Instructions:
- 1) Answer these questions from the garden post:
(a) The blue lobelia variety suits what kind of spot, and where will it be planted?
(b) What region does Lobelia erinus come from?
(c) What does "setaceous" mean?
- 2) Using the garden post, explain in one to three sentences why the tiny praying mantids were gathered around the boxwood shrubs.
***** Selected excerpt
Yeah, yeah, I know.  What in the wide world of sports does this have to do with a Setaceous Hebrew Character?  I'm getting there.

Along with a few other good buys, she had these little six-packs of tiny deep blue flowers.  Almost a blue-violet.  The petals look like tiny, fragile snips of velvet fabric and the color seems to glow in direct sunlight.  The pictures I found at Wikipedia just do absolutely no justice to the real flower.  She called them lobelia.  At the time, I didn't care and didn't even think of the name.  Twyla and I both just think they are beautiful.  This variety is suited to a somewhat shady spot and so we got them to go in the big manhole ring near the back steps.  They can go in after we finish harvesting all the radishes that are there now.
Lobelia erinus on my back porch, a.k.a. Edging Lobelia or Trailing Lobelia

Lobelia erinus photo courtesy of Wikipedia
On the way home, I remembered from my herbal medicine research days that Lobelia is the genus of plant that has several medicinal uses, and if this plant were truly in that genus, if not the species, I needed to know about it.  Well it is.  It is not the most well known species, which also goes by the name Indian Tobacco and has very pale flowers and grows taller.  But it is still in the family.  This blue version comes from the southern African continent, and is called Lobelia erinus.   It stays low and makes a beautiful covering bed.  Medicinally it has several uses, but you need to be very careful.  If I were a lawyer, I'd tell you not to even consider using this stuff.  To give you an idea, the American, taller, pale blue flower version of this is known by several other names: Asthma Weed, Indian Tobacco, Pukeweed, and Vomitwort.  Does that give you any ideas?

However, in small, controlled doses, it can be used as an expectorant and a relaxant for muscle tension.  It has sedative qualities.  It is also both a diuretic (makes you pee) and it's a diaphoretic (makes you sweat).  There are many reasons why sweating is good for you.  Failing to sweat is not healthy.  Your skin is the largest organ in/on your body and is a big part of eliminating impurities.  (When is this guy going to get to the Hebrew Character thing?)
Setaceous Hebrew Character Moth

In reading about Lobelia, I discover that there is a specific little moth who's caterpillar feeds on the plant; the Setaceous Hebrew Character, (Xestia c-nigrum).  It was named this, because to whoever got the naming rights, the prominent black marking on the wing, at least on the left side, looks like a 15th century version of the Hebrew letter Nun (pronounced "noon").  And in case you were wondering, Setaceous means bristle-like or having bristles.

Aren't you glad you didn't stop reading until you got to this part?

Continuing with the entertainment, we have the next photo which shows how creative Twyla can be with different things.  We were at a garage sale months ago when she spotted one of those industrial mop wringers that ride on the side of a mop bucket and said she wanted it.

"What for?"  (Silly me.  What does it matter?)

"I've got an idea."

Only the daisies and the fuchsia colored Sweet Williams are real plants.  The ivy is silk.  Twyla refers to such an arrangement as "artifisus," a term she coined years ago for mixing fake flowers or other elements with the real thing to create the look she wants.  

In other news . . . 

Remember when I talked about praying mantids in an earlier post?  Well, I discovered that I was a little too soon on the estimate.  Turns out that during my gardening work just yesterday, I was near the boxwood shrubs at one end of the house and a couple of tiny ones caught my eye.  I mean really tiny.  Barely a half an inch long.  You would almost mistake them for ants if you weren't looking carefully.



































Those are the fingertips of my left hand in the shot to give you the perspective of how small this critter is.  And as I looked around, I discovered there were about a hundred of them within about a cubic yard.  I didn't see an egg case anywhere, so I don't know where they came from.  They were there to feed because the boxwood was blooming and attracting ants, tiny black flies, bees, etc. and it was a banquet.
**********
***** Source data
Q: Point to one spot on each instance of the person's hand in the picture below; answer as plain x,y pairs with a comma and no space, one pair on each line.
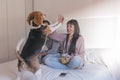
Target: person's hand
60,19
**********
Answer section:
- 1)
(a) It suits a somewhat shady spot and will go in the big manhole ring near the back steps.
(b) It comes from the southern African continent.
(c) It means bristle-like or having bristles.

- 2) The mantids were there to feed. The boxwood was blooming and drawing ants, tiny black flies, bees and other insects, which made a banquet for them.